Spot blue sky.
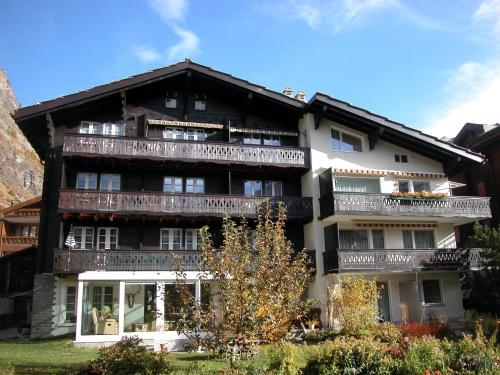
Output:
[0,0,500,137]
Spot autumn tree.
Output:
[175,203,310,350]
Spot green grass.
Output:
[0,337,308,375]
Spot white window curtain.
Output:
[339,229,370,249]
[335,177,380,193]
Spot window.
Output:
[97,228,118,250]
[163,177,183,193]
[339,230,370,249]
[80,121,101,134]
[262,135,281,146]
[398,180,432,193]
[73,227,94,250]
[244,180,262,196]
[64,286,76,323]
[165,98,177,108]
[102,123,125,136]
[331,129,362,152]
[186,129,205,141]
[403,230,436,249]
[334,177,380,193]
[184,229,201,250]
[186,177,205,194]
[163,128,184,139]
[99,173,120,191]
[422,280,442,303]
[243,134,260,145]
[160,228,182,250]
[339,229,385,249]
[76,173,97,190]
[194,100,207,111]
[92,286,113,314]
[264,181,283,197]
[394,154,408,163]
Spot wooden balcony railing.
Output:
[54,250,201,273]
[323,249,482,274]
[2,236,38,245]
[63,134,310,168]
[320,193,491,218]
[59,190,312,220]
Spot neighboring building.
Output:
[15,60,490,349]
[0,197,41,256]
[450,123,500,243]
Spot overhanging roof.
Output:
[308,92,483,163]
[14,59,306,121]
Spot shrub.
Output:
[268,342,300,375]
[303,337,395,375]
[79,336,171,375]
[397,336,445,375]
[399,322,451,338]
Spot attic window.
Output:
[394,154,408,163]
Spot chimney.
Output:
[295,91,306,102]
[283,87,293,98]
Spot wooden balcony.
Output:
[323,249,482,274]
[59,190,313,220]
[63,134,310,169]
[320,193,491,219]
[54,250,201,274]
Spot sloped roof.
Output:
[14,59,305,120]
[308,92,483,162]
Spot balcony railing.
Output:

* TASK TO CARRY OUT *
Reproduce every one of the records above word for word, leaving out the picture.

* EXERCISE ANSWER *
Spot blue sky.
Output:
[0,0,500,137]
Spot autumn tree.
Output:
[175,203,310,350]
Spot green grass.
Output:
[0,337,308,375]
Spot white window curtain.
Output:
[339,229,370,249]
[335,177,380,193]
Spot window.
Output:
[97,228,118,250]
[163,177,183,193]
[339,230,370,249]
[80,121,101,134]
[262,135,281,146]
[398,180,432,193]
[73,227,94,250]
[244,180,262,196]
[64,286,76,323]
[165,98,177,108]
[102,123,125,136]
[331,129,362,152]
[186,129,205,141]
[403,230,436,249]
[334,177,380,193]
[184,229,201,250]
[186,177,205,194]
[163,128,184,139]
[99,173,120,191]
[422,280,442,303]
[243,134,260,145]
[160,228,182,250]
[339,229,385,249]
[76,173,97,190]
[194,100,207,111]
[92,286,113,314]
[264,181,283,197]
[394,154,408,163]
Spot wooden balcony railing.
Output:
[54,250,201,273]
[323,249,482,274]
[2,236,38,245]
[63,134,310,168]
[320,193,491,218]
[59,190,312,220]
Spot neighboring building.
Output:
[15,60,490,349]
[0,197,41,256]
[450,123,500,243]
Spot overhanging roof.
Output:
[308,92,483,163]
[14,59,306,121]
Spot shrub.
Output:
[268,342,300,375]
[303,337,395,375]
[79,336,171,375]
[397,336,445,375]
[399,322,451,338]
Spot attic window.
Output:
[394,154,408,163]
Spot chimney.
Output:
[295,91,306,102]
[283,87,293,98]
Spot wooden balcony.
Output:
[323,249,482,274]
[59,190,313,220]
[63,134,310,169]
[320,193,491,219]
[54,250,201,274]
Spot sloped roof.
Output:
[14,59,305,120]
[308,92,483,162]
Spot balcony railing.
Output:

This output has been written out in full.